-------- Input for this task --------

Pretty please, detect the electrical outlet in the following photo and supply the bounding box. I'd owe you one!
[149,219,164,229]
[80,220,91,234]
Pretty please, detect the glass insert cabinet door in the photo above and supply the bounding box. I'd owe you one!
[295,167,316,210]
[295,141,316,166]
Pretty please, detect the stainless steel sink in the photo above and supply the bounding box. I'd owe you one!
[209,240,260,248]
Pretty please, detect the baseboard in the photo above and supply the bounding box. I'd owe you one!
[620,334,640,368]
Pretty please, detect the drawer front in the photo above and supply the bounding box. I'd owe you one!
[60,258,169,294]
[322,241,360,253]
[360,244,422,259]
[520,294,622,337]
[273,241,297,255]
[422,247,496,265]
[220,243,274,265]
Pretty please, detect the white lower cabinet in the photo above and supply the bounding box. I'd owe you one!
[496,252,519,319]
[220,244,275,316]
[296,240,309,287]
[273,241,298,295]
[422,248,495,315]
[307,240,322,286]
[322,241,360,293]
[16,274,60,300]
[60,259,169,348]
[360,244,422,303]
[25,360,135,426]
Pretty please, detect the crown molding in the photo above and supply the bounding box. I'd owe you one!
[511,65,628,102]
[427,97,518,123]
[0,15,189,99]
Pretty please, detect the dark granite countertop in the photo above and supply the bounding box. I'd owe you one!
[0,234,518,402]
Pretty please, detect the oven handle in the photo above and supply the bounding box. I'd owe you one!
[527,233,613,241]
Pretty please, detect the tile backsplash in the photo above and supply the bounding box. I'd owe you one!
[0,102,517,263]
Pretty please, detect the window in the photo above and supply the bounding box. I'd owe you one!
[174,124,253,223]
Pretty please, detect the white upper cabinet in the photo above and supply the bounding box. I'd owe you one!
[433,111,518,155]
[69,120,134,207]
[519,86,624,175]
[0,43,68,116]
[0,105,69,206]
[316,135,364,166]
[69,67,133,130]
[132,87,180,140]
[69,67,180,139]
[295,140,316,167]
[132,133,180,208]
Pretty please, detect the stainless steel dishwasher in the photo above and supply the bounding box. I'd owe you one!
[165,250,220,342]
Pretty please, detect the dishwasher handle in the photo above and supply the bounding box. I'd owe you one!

--------

- _Requirements_
Reproduce all of the data above verbatim, line for line from the first to the last.

- _Answer to this problem_
Pretty please, detect the electrical outlet in the following photo and supply the bounding box. I'd owe you one!
[149,219,164,229]
[80,220,91,234]
Pretty please, detect the glass insert cabinet door in the photo above and supply the bounding box. I'd owe you one!
[295,167,316,210]
[295,141,316,166]
Pretty please, detect the stainless steel sink in the photo above and supply the bounding box. I'd owe you one!
[209,240,260,248]
Pretty please, detect the baseboard in the photo above and supply the bounding box. I'd owe you one!
[620,334,640,368]
Pretty please, detect the drawer front in the photo above and supply the bounding box. I'd owe you one!
[60,258,169,294]
[322,241,360,253]
[360,244,422,259]
[520,294,622,337]
[273,241,297,255]
[422,247,496,265]
[220,243,274,265]
Pretty please, detect the white lower cabinet in the photo above and supply the bounding box. I'd owe you one!
[496,252,519,319]
[220,244,275,316]
[296,240,309,287]
[273,241,298,295]
[422,248,495,315]
[307,240,322,286]
[322,241,360,293]
[16,274,60,300]
[60,259,169,348]
[360,244,422,303]
[25,360,135,426]
Pretty please, detect the crown molding in the photo above and supply the bounding box. I'd owe you one!
[511,65,628,102]
[427,97,518,123]
[0,15,189,99]
Pretty please, detect the dark granite countertop in the photo above and supply the bounding box. I'd owe you one!
[0,234,518,402]
Pretty please, detect the oven handle in the photo above and supply the bounding box. I'd owe you one!
[527,233,613,241]
Pretty please, detect the tile backsplash in the photo above and supply the bounding box. I'd owe you one!
[0,102,517,263]
Pretty please, detect the window in the photo above and supply the bounding box. I'd owe you one!
[174,124,253,223]
Pretty please, detect the white upper cabinet in the photo above and supply the bounding box. I'd owe you one!
[433,111,518,155]
[69,120,134,207]
[519,86,624,175]
[0,43,68,116]
[0,105,69,206]
[316,135,364,166]
[69,67,133,130]
[132,87,180,140]
[69,67,180,139]
[295,140,316,167]
[132,133,180,208]
Pretty please, detect the stainless steel dishwasher in the photo above and supply the bounding box. I'd owe you one!
[165,250,220,342]
Pretty please, detect the dishwasher handle in the photo above and supply the bounding box. I'd owe you one!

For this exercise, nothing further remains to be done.